> **Given passage**
True. It's my experience though (on projects that are admittedly a few orders 
of magnitudes simpeler than flightgear) that a gdb stacktrace usually gets 
pretty close to the offending line of code. 

Curt wrote:
> I believe that the AI stuff can be turned off, so you could run with it
> off and see if you see a crash or not.

That's interesting: Does anybody know how I turn off the AI traffic (other 
that hacking the code). I tried browsing the commandline options but couldn't 
find one there.

>
> As I understand it, the deadbeef thing is something ssg writes into
> memory that it frees.  Later if you try to traverse something that is
> marked as deadbeef, you know you have a pointer to deallocated memory.
> This is typically what triggers the deadbeef assertion.
>
> My guess (and this is a guess) is that the ai system is loading a single
> model of an aircraft and  using it in multiple places.  Then, if for
> some reason all the aircraft of a certain type fly out of range and we
> remove them from the tree, ssg could try to free the model itself if the
> last reference to it is removed.

> **Problems to work on**
A. Condense the paragraph of the FlightGear debugging message that begins "As I understand it, the deadbeef thing" into a short bulleted list that keeps its main facts.
B. Write out word for word the entries starting with the line that contains "Q: Point to the shutter" and going on through the line that contains "x=268, y=161". Include both of those lines.
The entries that follow are unrelated to the FlightGear debugging message.

> **Given data**

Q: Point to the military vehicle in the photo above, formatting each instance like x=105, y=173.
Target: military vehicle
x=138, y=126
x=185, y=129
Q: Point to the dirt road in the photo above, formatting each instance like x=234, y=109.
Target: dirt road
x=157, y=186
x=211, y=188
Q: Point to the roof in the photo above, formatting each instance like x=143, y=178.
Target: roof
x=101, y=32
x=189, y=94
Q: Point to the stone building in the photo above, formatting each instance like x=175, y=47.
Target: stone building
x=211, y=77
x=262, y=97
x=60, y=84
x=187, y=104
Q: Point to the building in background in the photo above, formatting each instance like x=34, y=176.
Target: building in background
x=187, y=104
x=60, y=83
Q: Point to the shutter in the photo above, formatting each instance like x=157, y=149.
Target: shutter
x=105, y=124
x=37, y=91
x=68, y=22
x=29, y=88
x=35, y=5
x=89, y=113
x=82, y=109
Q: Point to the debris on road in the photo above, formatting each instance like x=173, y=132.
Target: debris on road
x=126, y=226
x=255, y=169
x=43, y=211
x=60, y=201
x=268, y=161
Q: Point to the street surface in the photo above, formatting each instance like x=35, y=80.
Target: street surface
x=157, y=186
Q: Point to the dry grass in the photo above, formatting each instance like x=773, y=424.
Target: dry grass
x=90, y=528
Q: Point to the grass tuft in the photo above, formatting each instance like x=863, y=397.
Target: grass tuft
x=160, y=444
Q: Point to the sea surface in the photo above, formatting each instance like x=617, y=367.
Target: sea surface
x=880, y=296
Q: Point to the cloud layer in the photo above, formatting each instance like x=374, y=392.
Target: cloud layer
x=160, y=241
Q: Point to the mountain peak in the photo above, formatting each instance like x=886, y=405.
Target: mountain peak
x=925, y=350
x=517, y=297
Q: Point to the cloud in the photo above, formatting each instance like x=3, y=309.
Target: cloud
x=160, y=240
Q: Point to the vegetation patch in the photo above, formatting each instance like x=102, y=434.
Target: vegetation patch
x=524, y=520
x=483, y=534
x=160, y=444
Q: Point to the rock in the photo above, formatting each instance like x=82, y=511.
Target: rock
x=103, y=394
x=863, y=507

> **Completed exercise**
A.
- As the writer understands it, ssg writes "deadbeef" into memory that it frees.
- If something marked deadbeef is later traversed, that shows a pointer to deallocated memory.
- This is typically what triggers the deadbeef assertion.

B.
Q: Point to the shutter in the photo above, formatting each instance like x=157, y=149.
Target: shutter
x=105, y=124
x=37, y=91
x=68, y=22
x=29, y=88
x=35, y=5
x=89, y=113
x=82, y=109
Q: Point to the debris on road in the photo above, formatting each instance like x=173, y=132.
Target: debris on road
x=126, y=226
x=255, y=169
x=43, y=211
x=60, y=201
x=268, y=161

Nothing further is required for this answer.